# [AIM OF THE TASK]
Give only the number of lines below that contain the word "hand".

-- begin --

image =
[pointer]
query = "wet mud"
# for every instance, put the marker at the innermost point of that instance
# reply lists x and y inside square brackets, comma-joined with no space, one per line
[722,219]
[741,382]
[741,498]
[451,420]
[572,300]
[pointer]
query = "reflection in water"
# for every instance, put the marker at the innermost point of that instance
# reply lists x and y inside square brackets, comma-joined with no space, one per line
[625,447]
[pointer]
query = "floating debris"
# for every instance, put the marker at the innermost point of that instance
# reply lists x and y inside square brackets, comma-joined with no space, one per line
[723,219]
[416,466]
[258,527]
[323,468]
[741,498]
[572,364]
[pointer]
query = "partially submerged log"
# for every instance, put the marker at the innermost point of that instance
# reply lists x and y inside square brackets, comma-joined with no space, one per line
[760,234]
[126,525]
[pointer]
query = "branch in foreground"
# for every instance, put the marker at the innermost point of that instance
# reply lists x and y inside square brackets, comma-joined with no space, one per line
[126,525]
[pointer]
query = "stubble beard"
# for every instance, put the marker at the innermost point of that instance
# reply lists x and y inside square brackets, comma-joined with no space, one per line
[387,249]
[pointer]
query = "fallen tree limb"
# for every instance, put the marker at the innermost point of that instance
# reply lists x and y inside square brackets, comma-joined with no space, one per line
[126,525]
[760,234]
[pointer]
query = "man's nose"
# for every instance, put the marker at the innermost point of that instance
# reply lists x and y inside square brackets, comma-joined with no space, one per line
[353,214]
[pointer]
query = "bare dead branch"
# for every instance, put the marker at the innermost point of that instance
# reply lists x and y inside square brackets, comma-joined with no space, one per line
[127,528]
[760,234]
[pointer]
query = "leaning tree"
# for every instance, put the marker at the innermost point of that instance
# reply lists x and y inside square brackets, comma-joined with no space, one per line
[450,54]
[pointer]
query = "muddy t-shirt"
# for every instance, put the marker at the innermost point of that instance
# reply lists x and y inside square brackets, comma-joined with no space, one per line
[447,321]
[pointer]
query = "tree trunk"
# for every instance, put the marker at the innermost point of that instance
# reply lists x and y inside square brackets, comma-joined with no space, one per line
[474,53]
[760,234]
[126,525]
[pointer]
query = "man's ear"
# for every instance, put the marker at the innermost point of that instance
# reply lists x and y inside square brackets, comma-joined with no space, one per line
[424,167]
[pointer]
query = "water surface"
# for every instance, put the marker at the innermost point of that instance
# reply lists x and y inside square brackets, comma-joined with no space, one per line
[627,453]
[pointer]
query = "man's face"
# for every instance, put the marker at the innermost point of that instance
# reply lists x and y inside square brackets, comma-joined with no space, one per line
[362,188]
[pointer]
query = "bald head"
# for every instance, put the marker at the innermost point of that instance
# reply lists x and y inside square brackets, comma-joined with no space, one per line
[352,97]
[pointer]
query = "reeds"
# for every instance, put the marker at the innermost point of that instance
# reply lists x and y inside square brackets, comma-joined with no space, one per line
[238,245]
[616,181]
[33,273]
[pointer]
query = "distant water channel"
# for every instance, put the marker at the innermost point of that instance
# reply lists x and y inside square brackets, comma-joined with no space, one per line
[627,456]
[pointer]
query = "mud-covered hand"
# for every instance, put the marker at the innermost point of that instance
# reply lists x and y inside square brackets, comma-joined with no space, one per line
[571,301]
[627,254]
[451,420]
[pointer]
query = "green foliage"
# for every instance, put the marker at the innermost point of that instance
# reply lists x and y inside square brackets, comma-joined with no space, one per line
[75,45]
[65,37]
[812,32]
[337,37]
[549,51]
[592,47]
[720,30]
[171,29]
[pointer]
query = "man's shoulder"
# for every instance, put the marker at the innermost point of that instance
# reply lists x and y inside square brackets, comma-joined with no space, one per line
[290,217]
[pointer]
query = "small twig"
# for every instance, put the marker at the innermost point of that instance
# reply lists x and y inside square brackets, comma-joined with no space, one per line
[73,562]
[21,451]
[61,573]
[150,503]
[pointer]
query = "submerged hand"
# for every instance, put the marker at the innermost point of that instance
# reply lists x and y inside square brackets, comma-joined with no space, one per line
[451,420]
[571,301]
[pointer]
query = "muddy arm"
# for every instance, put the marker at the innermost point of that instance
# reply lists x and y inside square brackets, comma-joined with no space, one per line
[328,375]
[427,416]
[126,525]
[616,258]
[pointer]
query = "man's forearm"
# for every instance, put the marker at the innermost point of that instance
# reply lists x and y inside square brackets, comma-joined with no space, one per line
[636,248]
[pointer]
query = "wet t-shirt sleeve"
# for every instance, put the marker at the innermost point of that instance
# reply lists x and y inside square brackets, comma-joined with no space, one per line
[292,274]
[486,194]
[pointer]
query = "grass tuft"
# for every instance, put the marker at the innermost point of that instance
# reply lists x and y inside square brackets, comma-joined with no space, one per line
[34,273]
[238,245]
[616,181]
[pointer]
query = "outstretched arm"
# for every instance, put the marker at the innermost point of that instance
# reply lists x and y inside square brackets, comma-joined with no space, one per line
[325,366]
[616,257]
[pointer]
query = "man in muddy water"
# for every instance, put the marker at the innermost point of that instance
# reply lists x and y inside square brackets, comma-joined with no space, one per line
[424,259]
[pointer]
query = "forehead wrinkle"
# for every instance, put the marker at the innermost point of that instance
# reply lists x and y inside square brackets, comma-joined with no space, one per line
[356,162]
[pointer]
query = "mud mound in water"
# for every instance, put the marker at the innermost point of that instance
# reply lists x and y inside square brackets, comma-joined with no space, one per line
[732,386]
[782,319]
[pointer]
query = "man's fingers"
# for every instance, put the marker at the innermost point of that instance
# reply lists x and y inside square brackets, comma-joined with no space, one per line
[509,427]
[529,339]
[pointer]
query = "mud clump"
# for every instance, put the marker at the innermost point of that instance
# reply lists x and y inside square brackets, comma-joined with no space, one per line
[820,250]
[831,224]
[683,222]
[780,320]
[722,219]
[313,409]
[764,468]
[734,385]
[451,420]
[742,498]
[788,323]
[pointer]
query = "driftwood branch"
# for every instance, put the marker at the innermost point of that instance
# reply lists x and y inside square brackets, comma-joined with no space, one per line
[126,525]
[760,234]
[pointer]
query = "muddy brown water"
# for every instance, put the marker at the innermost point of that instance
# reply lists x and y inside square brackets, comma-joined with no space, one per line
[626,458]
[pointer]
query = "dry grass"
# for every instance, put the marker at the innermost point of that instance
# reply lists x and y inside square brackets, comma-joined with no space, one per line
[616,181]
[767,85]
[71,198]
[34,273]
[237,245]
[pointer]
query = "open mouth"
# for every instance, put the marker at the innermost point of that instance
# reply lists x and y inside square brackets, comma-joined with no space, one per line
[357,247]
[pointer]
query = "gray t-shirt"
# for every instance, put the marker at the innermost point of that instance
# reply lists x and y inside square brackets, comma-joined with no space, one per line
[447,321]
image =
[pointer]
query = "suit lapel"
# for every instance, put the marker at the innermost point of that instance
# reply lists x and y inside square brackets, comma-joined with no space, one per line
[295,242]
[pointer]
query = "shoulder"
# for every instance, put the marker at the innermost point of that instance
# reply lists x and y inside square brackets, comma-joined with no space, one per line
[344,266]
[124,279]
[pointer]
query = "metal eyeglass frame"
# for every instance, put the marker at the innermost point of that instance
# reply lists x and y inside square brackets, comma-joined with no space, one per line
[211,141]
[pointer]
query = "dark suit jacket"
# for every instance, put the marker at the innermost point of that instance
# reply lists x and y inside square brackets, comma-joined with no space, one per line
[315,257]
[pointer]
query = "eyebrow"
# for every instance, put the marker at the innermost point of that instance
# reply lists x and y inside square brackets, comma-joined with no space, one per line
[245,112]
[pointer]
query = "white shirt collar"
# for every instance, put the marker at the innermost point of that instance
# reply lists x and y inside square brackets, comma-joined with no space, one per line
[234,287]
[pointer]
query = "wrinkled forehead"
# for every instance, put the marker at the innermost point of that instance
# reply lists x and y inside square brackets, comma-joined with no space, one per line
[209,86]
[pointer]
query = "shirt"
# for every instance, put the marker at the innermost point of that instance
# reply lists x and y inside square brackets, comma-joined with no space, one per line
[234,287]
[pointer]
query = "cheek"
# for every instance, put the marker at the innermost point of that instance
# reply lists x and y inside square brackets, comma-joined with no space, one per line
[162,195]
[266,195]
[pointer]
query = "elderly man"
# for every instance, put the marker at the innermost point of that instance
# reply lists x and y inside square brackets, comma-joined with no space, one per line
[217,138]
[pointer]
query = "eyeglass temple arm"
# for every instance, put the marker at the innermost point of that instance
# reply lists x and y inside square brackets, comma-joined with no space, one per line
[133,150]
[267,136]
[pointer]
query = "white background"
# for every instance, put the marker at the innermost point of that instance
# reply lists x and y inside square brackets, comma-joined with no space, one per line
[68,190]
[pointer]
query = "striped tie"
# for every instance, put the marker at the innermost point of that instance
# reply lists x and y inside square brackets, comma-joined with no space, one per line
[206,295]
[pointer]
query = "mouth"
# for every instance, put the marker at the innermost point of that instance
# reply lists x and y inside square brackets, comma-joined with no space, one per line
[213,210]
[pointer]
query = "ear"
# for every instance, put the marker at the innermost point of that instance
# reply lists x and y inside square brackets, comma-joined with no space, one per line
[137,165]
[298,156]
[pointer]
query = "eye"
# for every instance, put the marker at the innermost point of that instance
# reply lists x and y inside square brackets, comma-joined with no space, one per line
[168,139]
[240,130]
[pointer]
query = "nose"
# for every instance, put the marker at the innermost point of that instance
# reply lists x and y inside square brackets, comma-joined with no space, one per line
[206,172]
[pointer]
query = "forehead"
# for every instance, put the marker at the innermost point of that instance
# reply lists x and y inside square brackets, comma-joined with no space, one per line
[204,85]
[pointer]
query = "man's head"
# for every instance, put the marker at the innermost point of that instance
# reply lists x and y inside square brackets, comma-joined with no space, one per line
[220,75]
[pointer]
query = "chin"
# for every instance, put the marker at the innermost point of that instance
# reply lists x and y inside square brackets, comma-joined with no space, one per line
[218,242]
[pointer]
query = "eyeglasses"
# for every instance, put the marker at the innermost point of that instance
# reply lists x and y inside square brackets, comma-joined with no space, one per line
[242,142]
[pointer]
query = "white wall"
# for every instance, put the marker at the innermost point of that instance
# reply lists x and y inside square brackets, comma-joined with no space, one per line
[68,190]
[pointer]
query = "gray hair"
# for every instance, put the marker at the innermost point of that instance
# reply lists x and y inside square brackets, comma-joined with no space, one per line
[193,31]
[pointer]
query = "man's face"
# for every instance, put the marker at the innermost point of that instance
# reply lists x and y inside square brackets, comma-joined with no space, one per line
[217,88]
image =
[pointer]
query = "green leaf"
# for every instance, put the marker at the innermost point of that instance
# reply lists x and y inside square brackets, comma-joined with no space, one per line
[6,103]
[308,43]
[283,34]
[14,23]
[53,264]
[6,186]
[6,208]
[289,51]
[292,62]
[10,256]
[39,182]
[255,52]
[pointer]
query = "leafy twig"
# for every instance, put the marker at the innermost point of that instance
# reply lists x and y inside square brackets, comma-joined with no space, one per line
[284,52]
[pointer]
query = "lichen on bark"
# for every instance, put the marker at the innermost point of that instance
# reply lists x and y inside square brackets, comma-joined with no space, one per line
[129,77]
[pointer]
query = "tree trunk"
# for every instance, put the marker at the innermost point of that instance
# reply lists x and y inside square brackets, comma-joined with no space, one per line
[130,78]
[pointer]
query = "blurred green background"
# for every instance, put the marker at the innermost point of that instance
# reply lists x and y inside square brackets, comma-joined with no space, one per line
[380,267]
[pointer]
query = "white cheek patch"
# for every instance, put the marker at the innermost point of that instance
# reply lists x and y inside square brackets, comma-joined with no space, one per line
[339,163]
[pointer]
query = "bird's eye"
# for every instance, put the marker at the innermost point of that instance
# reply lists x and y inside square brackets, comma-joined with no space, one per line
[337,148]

-- end --

# [EXERCISE ANSWER]
2